Saved entries:
----

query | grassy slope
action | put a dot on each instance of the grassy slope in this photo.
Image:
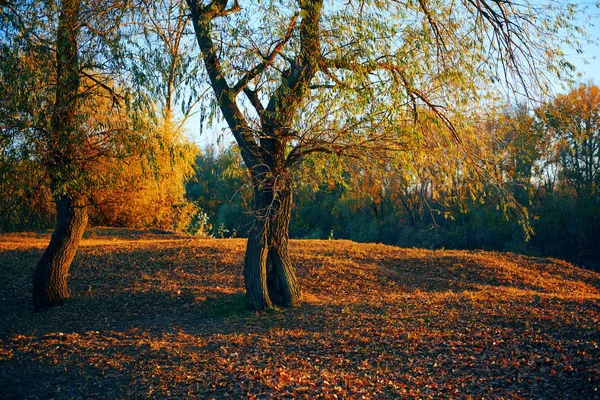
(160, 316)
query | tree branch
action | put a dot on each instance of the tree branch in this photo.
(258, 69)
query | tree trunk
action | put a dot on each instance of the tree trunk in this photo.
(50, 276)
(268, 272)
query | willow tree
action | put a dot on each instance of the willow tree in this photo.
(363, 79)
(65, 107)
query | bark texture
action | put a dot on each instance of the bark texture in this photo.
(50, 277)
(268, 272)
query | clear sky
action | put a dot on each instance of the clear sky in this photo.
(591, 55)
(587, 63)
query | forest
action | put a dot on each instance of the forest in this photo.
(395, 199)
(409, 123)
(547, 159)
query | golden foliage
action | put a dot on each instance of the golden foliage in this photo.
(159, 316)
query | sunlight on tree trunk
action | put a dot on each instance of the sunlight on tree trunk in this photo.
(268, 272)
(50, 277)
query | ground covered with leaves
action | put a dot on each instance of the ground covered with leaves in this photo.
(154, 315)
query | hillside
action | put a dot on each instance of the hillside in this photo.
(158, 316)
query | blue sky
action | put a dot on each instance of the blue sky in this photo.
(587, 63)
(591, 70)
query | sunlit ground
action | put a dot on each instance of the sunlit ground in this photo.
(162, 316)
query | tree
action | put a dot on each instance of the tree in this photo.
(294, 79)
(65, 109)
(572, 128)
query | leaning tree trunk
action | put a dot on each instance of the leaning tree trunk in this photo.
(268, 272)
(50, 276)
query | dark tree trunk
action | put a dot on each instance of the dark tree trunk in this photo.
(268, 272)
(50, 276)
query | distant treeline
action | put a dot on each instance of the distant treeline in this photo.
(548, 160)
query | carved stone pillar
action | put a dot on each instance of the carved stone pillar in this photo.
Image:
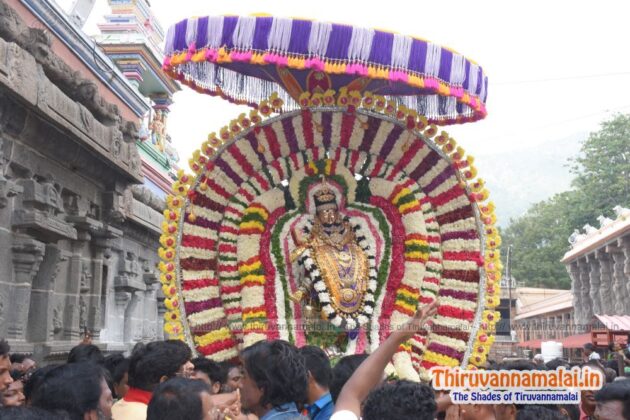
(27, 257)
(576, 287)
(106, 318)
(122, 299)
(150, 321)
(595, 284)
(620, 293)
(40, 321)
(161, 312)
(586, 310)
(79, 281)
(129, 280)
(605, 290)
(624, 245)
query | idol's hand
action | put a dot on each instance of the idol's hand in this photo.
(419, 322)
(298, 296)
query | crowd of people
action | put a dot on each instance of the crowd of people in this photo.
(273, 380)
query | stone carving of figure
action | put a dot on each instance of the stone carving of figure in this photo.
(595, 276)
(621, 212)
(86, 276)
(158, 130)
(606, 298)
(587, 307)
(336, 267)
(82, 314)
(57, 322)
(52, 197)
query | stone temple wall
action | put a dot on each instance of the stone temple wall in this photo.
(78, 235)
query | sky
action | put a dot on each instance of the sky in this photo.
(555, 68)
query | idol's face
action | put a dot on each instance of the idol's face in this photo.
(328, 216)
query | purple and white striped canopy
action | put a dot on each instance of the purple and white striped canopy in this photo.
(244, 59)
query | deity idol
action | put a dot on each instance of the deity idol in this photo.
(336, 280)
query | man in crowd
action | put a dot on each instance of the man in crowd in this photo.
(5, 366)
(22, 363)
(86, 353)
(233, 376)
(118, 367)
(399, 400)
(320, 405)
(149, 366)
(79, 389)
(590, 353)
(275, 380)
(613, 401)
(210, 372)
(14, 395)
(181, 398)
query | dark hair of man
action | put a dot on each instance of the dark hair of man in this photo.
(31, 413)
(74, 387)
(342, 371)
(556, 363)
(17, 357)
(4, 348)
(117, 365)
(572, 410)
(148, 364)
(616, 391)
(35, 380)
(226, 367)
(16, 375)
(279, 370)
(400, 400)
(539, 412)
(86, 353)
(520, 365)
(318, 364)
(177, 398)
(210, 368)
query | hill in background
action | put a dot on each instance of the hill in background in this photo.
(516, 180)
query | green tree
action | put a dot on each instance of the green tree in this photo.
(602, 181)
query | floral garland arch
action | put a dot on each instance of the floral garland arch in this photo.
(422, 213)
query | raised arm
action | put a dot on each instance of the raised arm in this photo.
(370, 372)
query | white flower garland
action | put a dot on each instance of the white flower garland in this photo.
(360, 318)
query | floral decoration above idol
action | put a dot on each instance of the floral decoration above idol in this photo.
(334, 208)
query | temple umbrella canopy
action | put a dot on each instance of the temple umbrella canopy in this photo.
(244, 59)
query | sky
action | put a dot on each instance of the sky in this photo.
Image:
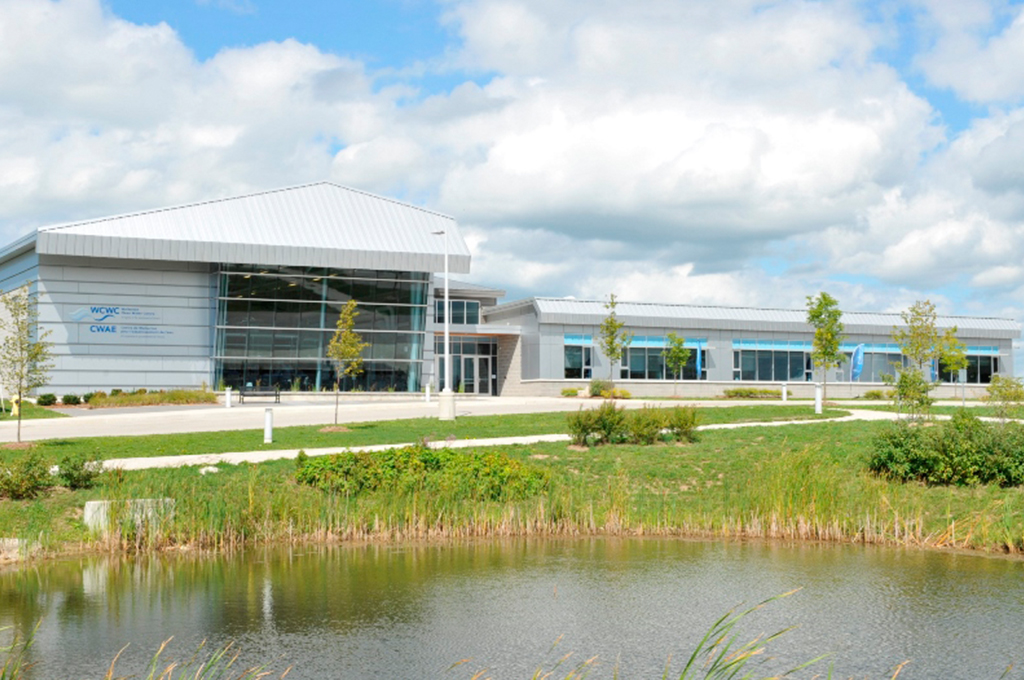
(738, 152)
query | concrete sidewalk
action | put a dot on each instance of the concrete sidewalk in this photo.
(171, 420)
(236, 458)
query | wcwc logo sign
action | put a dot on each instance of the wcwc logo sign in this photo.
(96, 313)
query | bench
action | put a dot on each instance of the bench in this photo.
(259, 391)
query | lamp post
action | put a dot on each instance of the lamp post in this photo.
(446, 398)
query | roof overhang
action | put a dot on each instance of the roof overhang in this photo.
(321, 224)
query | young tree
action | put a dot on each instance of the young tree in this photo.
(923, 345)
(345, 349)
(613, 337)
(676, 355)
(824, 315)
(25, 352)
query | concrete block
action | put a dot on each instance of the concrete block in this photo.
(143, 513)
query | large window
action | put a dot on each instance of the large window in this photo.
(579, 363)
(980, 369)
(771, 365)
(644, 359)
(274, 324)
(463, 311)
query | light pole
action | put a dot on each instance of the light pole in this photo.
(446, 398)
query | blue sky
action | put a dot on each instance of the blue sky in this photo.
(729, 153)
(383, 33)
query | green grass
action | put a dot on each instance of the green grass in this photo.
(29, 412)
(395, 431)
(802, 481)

----

Exercise details — In the records above, find the lines containing "carved" and copy them.

Result below —
query | carved stone pillar
action | put a dot on each instance of the carved stone pillar in this photo.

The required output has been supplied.